━━ Raw data ━━

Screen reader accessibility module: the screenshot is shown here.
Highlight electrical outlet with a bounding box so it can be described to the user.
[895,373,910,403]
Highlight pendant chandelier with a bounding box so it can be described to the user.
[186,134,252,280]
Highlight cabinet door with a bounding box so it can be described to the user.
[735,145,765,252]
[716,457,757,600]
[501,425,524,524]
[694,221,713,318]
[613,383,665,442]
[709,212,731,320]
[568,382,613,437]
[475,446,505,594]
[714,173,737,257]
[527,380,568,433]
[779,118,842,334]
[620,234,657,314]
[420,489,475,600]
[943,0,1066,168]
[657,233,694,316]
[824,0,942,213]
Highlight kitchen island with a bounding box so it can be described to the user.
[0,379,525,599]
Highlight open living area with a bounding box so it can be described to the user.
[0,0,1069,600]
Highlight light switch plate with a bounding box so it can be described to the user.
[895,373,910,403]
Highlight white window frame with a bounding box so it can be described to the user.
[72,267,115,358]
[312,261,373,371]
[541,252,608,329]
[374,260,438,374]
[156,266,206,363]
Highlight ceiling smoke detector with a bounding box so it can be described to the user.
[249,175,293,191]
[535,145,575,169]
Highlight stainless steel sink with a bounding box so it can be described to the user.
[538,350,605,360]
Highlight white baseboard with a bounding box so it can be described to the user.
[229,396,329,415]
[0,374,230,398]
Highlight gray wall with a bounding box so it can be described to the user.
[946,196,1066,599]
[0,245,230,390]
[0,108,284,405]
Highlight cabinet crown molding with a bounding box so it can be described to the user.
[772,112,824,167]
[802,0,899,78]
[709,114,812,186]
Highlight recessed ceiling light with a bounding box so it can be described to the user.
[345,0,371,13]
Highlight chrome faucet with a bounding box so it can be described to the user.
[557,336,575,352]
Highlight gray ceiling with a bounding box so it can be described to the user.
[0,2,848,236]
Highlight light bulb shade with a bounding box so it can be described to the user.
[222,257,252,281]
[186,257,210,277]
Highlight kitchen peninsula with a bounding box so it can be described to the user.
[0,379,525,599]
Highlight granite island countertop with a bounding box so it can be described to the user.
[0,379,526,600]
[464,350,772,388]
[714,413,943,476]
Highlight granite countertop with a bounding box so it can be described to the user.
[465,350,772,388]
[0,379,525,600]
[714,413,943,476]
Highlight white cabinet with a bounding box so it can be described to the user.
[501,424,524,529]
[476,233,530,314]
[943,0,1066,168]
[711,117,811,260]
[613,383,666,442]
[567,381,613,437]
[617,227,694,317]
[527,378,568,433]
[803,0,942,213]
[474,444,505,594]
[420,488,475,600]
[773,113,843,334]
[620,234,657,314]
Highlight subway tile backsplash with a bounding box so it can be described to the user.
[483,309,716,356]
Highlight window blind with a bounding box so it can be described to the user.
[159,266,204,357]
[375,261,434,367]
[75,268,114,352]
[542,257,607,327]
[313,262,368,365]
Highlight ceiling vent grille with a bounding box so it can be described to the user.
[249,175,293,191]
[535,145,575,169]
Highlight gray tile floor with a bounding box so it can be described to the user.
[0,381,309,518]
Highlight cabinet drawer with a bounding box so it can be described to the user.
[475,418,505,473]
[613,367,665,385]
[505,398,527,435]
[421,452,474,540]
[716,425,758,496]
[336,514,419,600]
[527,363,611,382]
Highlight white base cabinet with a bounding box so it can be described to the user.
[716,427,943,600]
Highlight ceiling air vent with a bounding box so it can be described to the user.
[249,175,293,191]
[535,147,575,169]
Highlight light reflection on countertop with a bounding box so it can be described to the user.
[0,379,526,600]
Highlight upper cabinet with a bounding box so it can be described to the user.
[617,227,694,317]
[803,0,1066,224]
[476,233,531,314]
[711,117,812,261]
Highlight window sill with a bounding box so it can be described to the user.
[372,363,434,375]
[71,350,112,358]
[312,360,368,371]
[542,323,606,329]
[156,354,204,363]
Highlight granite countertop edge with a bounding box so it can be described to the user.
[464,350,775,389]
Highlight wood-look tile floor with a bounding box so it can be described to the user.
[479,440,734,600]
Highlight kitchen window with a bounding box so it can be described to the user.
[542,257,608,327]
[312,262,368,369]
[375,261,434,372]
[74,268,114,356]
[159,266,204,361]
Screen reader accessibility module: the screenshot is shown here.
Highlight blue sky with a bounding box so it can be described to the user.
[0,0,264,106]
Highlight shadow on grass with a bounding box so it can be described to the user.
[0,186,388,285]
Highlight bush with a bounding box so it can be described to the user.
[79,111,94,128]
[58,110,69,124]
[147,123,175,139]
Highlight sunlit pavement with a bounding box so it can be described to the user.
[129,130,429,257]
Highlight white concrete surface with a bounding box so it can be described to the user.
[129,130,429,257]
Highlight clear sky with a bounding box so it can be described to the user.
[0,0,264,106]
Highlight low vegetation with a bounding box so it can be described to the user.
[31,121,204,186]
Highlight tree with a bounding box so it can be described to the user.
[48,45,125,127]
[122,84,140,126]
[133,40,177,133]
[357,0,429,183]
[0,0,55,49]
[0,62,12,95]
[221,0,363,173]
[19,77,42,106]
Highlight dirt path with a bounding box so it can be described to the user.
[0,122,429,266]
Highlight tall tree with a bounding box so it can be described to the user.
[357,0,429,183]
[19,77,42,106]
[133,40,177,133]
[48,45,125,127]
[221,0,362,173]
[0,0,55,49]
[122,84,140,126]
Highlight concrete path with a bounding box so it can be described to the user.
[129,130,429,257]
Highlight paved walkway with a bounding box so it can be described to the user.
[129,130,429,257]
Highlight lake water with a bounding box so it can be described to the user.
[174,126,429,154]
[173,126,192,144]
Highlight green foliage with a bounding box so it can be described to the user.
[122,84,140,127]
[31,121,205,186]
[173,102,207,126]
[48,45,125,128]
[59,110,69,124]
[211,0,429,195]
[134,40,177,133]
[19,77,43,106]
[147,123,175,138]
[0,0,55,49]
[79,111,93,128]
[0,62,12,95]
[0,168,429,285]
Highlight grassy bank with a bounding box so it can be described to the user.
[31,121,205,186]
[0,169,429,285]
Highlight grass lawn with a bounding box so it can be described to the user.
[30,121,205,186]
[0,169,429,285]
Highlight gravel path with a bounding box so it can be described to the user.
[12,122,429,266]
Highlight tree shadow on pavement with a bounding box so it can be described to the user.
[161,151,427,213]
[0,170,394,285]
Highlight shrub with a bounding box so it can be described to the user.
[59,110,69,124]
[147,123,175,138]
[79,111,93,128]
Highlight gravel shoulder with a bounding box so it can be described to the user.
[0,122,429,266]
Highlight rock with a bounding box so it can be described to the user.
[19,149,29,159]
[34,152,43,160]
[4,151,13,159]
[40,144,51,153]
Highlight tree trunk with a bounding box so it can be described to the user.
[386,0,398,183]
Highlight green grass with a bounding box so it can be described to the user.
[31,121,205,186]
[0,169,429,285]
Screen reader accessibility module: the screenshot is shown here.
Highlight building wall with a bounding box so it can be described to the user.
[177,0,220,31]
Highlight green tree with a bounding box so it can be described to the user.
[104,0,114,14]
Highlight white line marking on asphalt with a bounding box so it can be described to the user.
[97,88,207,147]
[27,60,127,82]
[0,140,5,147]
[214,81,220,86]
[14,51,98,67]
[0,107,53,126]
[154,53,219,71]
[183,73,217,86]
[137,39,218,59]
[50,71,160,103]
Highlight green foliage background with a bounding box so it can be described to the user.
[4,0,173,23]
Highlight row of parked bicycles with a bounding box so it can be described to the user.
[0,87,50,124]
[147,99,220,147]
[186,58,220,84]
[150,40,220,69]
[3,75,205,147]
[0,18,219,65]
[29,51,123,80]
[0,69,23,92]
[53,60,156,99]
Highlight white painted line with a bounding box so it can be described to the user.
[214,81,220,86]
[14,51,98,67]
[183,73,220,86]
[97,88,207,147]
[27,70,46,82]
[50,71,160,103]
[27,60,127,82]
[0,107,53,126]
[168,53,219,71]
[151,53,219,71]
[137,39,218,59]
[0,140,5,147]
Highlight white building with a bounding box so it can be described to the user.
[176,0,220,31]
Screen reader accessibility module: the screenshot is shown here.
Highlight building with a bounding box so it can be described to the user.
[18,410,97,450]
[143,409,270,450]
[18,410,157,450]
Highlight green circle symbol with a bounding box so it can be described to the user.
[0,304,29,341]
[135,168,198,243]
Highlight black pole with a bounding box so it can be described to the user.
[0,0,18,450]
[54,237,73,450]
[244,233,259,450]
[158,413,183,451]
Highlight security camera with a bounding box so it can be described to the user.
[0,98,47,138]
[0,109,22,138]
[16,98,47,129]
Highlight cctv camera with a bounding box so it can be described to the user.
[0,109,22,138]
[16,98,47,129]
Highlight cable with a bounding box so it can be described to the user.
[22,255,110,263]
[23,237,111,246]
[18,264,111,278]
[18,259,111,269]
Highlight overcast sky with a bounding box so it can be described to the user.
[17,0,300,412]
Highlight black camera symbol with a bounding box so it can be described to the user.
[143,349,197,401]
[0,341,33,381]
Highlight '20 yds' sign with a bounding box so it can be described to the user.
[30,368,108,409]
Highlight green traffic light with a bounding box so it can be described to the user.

━━━

§ Your goal
Write out the rows from the line with "Highlight gravel path" to the line with "[0,170,394,285]", both included, word for word and nothing more.

§ The solution
Highlight gravel path with a bounding box so it can be described to the user.
[12,122,429,266]
Highlight tree shadow on pavement with a bounding box so it can be described to the user.
[161,151,427,213]
[0,170,394,285]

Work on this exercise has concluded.